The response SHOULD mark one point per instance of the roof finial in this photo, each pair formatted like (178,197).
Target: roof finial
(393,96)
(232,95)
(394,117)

________________

* **The task**
Reproduce every line of the records above word for word, with nothing changed.

* **Output for this task**
The response SHOULD mark one point per instance of the roof finial in this photo, each pair formatted like (178,197).
Target: roof finial
(393,96)
(232,95)
(394,117)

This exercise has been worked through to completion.